§ REQUEST 1: In the passage on stormwater fee studies, what do most stormwater fee structures across the U.S. base their fees on?

§ SOURCE EXCERPT:
________________________________________

A stormwater fee study is a pivotal document for the entire process of developing a stormwater utility. It will be the basis for the rate ordinance and must comply with Proposition 218, which requires that property-related fees “shall not exceed the proportional cost of the service attributable to the parcel.”
This implies two elements: costs (expressed as a revenue requirement) and apportionment (how much of the costs are assigned to various property types and sizes in the form of fees). Accordingly, most fee studies are divided into those two primary elements: Revenue requirements and proposed fees. Revenue requirements may include various cost elements including those for capital projects, operations and maintenance, regulatory requirements, planning, engineering, and administration. Fees are typically broken into several categories of land uses and sizes, along with possible service zones and fee incentives.
Rate smoothing is a goal of most fee studies. While the rate base (number and use of parcels) may increase over time, the biggest variable is the revenue requirement – particularly the capital improvement program, which can often be “spikey.” Unlike water and sewer rates that must be revisited and re-set at five-year intervals (but do not have to submit to voters), stormwater rates (which must be approved by voters) are not limited to the five-year interval but must have an identifiable formula or index for yearly increases. Therefore, it is important for stormwater fee studies to create a smooth revenue-versus-expense curve over the long haul, often incorporating a way for revenues to keep pace with inflation, such as using the Consumer Price Index to assign annual increases.
The planning that went into understanding the needs of the stormwater utility (see Homework) is key to determining the revenue requirements. Operations and maintenance, as well as other costs, are typically expressed in annual needs. Future needs may simply be escalated using a common index (e.g. Consumer Price Index).
However, if the municipality plans major expansions in infrastructure, planning for these is important. The master plan or other document may identify future capital project needs as lump sum amounts, which must be amortized over a longer period of time. Whether spread over 10, 20, or 30 years, and whether done on a pay-as-you-go basis or funded by long-term debt, will depend on each municipality’s specific needs and goals. These must be balanced against the willingness-to-pay limitations found in the community survey.
Proposition 218 requires that property-related fees “shall not exceed the proportional cost of the service attributable to the parcel.” Therefore, it is essential to develop an apportionment of costs that best reflects the stormwater services provided by the municipality.
Across the U.S., most stormwater fee structures are based on the amount of impervious surface on a parcel, which is proportional to the amount of rainwater that runs off a parcel. This is a straight forward method, although impervious surface data may be difficult or expensive to obtain. Rate-setting consultants have experience working around this issue with sampling and statistical approaches, which can satisfy the Proposition 218 “proportionality” test.
The majority of stormwater rate structures utilize an equivalent residential unit (ERU) as a basis for fees. ERUs estimate the average or median characteristics for a residential property. For stormwater, land use, impervious surface cover, or total size are possible metrics. Once established based on a sample of properties, each parcel in a municipality can be assigned an individual number of ERUs, which is multiplied by the base residential rate to establish the individual fee. With the ERUs assigned and totaled, the revenue requirement is divided by the total number or ERUs to establish the base residential rate.
Most municipalities are bound to an NPDES permit requiring them to reduce stormwater pollutant loading as well as other objectives such as green infrastructure development and public education. These elements could be incorporated into the stormwater fees for various types of parcels.

________________________________________

§ REQUEST 2: Duplicate the lines of the entries from the line with "Category: child's leg" to the line with "pixel 530 7", with both of those lines included.

Data items:
________________________________________

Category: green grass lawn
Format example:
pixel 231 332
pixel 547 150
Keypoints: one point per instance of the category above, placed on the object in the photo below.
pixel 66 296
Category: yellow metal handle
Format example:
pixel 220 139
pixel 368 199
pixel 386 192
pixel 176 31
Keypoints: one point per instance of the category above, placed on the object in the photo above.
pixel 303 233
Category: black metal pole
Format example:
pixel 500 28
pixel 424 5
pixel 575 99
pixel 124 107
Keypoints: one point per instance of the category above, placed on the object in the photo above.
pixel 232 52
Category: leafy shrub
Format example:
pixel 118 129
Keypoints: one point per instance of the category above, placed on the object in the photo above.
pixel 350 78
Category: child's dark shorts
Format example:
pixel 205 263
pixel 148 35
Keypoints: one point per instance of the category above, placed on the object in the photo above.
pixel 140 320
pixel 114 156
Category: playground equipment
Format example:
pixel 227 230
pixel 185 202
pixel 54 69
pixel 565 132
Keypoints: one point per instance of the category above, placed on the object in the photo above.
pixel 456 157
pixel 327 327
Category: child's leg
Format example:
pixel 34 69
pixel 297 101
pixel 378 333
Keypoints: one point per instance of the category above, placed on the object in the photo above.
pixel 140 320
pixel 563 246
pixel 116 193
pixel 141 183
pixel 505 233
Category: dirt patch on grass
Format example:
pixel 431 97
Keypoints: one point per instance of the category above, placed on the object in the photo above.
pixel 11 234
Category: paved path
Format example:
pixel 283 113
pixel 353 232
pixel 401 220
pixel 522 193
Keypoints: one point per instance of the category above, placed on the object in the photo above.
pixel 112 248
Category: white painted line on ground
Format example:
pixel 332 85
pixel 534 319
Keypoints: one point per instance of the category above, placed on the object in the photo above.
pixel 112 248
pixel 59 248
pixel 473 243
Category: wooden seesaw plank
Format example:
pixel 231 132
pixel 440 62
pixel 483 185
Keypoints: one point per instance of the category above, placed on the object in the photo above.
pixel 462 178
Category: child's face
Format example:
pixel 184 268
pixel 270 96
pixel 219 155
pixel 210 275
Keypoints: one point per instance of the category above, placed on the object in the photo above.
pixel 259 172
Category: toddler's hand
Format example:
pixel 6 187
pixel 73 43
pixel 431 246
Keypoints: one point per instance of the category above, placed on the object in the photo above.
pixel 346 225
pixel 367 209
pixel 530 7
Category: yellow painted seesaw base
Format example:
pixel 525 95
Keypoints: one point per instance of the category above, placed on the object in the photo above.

________________________________________

§ TASK OUTPUT 1: The amount of impervious surface on a parcel.

§ TASK OUTPUT 2:
Category: child's leg
Format example:
pixel 34 69
pixel 297 101
pixel 378 333
Keypoints: one point per instance of the category above, placed on the object in the photo above.
pixel 140 320
pixel 563 246
pixel 116 193
pixel 141 183
pixel 505 233
Category: dirt patch on grass
Format example:
pixel 431 97
Keypoints: one point per instance of the category above, placed on the object in the photo above.
pixel 11 234
Category: paved path
Format example:
pixel 283 113
pixel 353 232
pixel 401 220
pixel 522 193
Keypoints: one point per instance of the category above, placed on the object in the photo above.
pixel 112 248
Category: white painted line on ground
Format example:
pixel 332 85
pixel 534 319
Keypoints: one point per instance of the category above, placed on the object in the photo above.
pixel 112 248
pixel 59 248
pixel 473 243
Category: wooden seesaw plank
Format example:
pixel 231 132
pixel 440 62
pixel 483 185
Keypoints: one point per instance of the category above, placed on the object in the photo above.
pixel 462 178
Category: child's face
Format example:
pixel 184 268
pixel 270 96
pixel 219 155
pixel 210 275
Keypoints: one point per instance of the category above, placed on the object in the photo above.
pixel 259 172
Category: toddler's hand
Format example:
pixel 6 187
pixel 73 43
pixel 431 246
Keypoints: one point per instance of the category above, placed on the object in the photo above.
pixel 346 225
pixel 367 209
pixel 530 7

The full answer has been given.